Task item: Copy out, from the data, each line containing the string "metal".

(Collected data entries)

+---+

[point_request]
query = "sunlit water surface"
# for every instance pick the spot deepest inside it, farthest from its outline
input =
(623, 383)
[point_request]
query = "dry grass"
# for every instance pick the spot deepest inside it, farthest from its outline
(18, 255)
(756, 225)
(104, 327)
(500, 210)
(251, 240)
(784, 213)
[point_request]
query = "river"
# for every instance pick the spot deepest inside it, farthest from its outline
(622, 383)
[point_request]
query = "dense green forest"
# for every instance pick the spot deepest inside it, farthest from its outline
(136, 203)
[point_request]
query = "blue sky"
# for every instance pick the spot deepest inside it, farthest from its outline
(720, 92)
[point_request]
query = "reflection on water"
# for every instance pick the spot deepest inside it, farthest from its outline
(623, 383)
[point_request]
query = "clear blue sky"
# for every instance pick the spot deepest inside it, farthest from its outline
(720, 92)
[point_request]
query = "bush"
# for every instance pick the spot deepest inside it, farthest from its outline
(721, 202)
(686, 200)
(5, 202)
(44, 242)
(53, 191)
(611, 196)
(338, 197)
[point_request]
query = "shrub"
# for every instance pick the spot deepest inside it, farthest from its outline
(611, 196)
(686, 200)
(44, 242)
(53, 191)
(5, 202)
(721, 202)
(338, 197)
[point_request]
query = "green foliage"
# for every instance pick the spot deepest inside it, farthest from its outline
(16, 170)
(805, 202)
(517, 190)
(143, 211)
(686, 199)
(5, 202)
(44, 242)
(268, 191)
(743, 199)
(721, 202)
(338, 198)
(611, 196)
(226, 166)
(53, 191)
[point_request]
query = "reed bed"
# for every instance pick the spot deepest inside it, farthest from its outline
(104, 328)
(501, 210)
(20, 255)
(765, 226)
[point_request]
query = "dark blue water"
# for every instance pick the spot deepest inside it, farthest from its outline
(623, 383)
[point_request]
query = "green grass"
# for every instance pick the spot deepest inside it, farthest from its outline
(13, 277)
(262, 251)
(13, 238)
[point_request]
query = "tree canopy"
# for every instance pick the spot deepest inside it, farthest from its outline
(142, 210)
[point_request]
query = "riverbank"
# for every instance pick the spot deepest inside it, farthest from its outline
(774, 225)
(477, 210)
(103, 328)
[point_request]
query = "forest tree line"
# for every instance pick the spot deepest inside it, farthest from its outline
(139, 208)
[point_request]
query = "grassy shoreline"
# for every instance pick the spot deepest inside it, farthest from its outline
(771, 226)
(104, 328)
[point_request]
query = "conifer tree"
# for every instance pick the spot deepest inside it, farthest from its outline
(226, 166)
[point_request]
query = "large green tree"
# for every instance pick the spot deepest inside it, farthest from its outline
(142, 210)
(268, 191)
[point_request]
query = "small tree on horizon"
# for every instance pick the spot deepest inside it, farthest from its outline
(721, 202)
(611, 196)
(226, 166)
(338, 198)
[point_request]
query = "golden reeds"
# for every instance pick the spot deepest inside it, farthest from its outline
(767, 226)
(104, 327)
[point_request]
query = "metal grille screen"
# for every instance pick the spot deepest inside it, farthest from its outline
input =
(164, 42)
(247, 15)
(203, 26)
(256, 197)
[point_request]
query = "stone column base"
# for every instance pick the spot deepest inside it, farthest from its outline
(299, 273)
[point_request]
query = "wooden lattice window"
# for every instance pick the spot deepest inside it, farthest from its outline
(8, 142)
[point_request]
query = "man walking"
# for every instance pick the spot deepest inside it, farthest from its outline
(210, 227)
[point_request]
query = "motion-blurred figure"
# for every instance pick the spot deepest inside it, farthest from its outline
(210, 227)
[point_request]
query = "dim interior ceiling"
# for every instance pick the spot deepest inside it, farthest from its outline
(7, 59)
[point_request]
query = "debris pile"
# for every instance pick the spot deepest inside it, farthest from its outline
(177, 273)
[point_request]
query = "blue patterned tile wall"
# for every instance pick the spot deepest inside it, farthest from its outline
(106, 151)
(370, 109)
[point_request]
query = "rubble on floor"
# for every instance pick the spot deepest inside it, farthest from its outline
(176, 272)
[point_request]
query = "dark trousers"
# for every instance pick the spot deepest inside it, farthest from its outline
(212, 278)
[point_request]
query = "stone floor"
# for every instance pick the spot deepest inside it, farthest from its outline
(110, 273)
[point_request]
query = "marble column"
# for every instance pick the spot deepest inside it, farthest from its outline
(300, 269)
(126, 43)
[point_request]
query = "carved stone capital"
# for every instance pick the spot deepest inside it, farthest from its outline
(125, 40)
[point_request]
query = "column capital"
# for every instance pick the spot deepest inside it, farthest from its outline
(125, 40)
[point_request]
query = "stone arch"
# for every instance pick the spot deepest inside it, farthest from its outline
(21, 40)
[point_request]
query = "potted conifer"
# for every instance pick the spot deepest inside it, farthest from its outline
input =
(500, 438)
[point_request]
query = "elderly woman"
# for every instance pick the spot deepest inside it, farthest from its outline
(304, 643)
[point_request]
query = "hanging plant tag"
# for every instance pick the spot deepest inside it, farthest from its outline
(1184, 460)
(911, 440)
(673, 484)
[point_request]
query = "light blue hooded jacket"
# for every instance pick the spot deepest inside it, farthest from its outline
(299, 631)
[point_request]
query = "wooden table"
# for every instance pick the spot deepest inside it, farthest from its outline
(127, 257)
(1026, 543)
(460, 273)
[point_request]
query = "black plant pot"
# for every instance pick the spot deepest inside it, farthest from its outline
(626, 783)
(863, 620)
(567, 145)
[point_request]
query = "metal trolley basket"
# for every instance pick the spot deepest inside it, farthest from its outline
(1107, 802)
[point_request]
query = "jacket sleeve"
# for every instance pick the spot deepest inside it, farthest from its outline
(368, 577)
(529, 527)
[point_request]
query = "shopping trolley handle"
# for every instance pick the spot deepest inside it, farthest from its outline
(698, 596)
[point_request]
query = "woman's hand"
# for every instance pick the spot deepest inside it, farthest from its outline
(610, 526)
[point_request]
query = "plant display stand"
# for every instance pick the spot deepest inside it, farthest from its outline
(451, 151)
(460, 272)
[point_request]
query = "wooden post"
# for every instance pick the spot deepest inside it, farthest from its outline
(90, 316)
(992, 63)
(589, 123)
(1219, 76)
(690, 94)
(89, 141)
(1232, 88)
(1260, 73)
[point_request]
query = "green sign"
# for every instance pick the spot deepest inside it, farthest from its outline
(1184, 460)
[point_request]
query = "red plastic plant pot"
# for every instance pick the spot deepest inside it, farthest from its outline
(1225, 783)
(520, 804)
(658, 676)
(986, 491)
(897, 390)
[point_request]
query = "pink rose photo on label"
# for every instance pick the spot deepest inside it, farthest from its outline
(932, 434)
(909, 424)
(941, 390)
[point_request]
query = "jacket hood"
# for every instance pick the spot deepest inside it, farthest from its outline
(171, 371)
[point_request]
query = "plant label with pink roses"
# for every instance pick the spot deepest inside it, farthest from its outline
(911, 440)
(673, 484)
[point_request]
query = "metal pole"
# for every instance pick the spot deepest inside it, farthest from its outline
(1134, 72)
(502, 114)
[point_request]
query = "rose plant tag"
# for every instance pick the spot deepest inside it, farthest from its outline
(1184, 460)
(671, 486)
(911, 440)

+---+

Answer to the exercise:
query = "metal grille screen"
query = "metal trolley basket"
query = "metal pole"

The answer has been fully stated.